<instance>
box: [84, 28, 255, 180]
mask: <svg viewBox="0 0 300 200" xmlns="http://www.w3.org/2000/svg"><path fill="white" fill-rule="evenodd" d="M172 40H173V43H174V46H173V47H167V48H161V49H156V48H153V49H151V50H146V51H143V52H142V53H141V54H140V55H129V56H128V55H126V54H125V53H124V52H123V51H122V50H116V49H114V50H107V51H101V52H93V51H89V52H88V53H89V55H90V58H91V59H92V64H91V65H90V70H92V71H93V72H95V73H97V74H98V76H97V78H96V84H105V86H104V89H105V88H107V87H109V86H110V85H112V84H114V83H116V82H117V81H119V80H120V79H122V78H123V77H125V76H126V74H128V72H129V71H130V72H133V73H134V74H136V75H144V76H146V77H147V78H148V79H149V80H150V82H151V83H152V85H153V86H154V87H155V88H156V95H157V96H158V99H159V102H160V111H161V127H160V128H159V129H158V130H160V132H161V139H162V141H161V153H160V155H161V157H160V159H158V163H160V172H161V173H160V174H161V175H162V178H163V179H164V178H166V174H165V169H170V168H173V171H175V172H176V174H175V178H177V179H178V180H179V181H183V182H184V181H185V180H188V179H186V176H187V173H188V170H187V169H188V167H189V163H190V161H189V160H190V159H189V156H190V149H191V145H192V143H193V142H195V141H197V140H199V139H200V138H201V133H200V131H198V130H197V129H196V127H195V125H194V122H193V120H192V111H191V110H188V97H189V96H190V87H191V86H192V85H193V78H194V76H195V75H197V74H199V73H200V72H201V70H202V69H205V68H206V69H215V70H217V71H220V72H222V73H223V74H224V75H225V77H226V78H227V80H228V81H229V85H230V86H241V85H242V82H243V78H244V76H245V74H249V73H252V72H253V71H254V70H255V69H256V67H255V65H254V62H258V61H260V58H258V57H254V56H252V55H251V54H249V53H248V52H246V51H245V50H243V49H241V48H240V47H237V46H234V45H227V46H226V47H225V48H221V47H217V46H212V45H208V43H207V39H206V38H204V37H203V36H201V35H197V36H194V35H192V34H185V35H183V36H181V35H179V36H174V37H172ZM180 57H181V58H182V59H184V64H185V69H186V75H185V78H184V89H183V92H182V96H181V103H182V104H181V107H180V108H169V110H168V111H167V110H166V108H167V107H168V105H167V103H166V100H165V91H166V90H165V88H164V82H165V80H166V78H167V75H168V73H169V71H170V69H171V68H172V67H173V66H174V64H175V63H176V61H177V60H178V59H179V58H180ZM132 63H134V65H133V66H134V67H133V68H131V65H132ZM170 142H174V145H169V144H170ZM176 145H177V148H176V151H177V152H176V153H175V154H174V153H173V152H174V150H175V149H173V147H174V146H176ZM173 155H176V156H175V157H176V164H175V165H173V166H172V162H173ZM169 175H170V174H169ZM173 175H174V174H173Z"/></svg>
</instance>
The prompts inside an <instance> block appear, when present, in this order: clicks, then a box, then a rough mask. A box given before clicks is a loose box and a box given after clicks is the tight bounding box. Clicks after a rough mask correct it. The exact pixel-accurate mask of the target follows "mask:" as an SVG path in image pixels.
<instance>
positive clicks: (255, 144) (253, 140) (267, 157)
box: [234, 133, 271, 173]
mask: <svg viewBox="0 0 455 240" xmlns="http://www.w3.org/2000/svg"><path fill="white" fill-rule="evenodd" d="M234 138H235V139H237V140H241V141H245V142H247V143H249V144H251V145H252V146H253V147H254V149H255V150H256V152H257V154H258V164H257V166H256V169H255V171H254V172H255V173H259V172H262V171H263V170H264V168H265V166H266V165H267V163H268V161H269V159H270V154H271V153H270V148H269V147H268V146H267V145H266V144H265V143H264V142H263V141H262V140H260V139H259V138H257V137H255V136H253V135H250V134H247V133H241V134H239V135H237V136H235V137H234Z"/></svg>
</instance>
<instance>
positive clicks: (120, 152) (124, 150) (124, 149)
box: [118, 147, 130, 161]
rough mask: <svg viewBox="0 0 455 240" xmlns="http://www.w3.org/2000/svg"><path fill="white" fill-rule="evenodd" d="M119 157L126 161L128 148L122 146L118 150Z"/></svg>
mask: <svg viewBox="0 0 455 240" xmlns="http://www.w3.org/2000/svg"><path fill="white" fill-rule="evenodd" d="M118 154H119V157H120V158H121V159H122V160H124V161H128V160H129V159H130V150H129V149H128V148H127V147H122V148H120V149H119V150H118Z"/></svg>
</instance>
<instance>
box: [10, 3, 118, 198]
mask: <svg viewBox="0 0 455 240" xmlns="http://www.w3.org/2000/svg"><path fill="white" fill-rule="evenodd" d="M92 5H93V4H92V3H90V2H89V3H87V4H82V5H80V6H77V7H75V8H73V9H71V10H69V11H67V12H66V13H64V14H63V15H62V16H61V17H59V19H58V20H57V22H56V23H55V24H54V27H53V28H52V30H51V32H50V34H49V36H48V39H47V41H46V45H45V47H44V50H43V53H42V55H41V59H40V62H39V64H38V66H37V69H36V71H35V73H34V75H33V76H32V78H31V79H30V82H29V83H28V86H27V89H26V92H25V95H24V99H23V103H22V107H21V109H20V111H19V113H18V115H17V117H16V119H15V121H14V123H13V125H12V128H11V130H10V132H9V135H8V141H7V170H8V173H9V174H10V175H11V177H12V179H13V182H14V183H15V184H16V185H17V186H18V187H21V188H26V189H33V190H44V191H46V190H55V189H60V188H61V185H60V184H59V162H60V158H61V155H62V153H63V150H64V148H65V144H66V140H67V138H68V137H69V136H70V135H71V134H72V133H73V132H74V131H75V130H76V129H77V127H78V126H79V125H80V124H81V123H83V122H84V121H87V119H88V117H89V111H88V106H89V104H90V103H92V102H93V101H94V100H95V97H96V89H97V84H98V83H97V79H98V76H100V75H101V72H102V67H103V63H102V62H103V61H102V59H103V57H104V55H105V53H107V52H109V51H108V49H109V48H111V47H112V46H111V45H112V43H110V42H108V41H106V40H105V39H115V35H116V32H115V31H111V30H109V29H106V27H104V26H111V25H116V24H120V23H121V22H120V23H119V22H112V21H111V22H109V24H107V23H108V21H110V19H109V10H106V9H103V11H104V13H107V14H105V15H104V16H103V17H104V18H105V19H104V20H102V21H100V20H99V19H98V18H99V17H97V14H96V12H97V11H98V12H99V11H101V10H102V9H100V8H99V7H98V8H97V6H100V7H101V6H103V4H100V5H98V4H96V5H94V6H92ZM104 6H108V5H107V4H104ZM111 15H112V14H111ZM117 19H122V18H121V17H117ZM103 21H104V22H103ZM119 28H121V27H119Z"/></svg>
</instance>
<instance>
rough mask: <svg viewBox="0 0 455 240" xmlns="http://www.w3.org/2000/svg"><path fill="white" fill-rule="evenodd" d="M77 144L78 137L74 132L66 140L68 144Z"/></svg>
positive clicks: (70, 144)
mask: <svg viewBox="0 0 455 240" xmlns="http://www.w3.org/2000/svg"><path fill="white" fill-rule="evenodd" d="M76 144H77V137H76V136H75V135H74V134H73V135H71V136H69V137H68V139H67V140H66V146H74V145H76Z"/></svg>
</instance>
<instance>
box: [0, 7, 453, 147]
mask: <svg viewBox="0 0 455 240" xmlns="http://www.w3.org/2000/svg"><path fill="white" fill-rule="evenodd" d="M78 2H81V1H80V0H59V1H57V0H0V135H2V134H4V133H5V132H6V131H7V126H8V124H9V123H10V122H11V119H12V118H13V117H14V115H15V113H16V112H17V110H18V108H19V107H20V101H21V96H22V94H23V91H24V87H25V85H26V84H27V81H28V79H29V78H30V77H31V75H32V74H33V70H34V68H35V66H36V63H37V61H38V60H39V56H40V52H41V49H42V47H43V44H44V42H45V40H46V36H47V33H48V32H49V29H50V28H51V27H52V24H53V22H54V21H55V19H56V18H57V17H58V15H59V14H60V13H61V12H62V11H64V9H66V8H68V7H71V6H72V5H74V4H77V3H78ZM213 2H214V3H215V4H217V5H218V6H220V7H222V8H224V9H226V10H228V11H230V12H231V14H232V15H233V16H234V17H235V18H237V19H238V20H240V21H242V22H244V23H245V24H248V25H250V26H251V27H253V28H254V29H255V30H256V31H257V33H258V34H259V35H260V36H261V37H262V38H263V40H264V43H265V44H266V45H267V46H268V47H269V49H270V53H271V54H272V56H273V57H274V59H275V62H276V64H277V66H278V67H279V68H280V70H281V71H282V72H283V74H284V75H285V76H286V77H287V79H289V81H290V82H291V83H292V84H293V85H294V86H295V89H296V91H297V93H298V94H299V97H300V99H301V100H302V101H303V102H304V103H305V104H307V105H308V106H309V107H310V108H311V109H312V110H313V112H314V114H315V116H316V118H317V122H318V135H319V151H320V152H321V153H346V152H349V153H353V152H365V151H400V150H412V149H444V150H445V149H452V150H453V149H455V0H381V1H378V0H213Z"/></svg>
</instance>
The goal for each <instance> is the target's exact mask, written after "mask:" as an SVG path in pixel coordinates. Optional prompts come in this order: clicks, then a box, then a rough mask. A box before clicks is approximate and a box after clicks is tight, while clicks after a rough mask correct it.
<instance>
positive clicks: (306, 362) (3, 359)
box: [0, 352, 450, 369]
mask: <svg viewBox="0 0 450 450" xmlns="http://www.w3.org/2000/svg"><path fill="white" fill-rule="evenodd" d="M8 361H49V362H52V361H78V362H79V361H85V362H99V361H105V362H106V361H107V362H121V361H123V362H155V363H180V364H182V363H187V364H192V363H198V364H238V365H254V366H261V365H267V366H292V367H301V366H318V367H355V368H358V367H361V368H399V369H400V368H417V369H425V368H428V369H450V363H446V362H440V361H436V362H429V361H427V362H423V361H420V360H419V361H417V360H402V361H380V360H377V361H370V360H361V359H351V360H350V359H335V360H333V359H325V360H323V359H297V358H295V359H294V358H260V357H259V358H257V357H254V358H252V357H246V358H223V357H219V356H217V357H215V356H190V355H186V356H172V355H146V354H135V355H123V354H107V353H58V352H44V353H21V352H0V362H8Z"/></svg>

· · · · · · ·

**REQUIREMENT:**
Which lines in the rows above contain the string "after"? Copy each of them in full.

**THE COMPLETED TASK:**
The prompts inside an <instance> block appear, when present, in this order: clicks, then a box, then a rough mask. A box given before clicks is a loose box and a box given after clicks is the tight bounding box. Clicks after a rough mask correct it. The exact pixel-accurate mask of the target follows "mask:" as an SVG path in image pixels.
The goal for each <instance> is the target's exact mask, written after "mask:" as an SVG path in pixel coordinates. Optional prompts come in this order: clicks, then a box, then a rough mask. A box before clicks is approximate and a box after clicks is tight, while clicks after a rough mask correct it.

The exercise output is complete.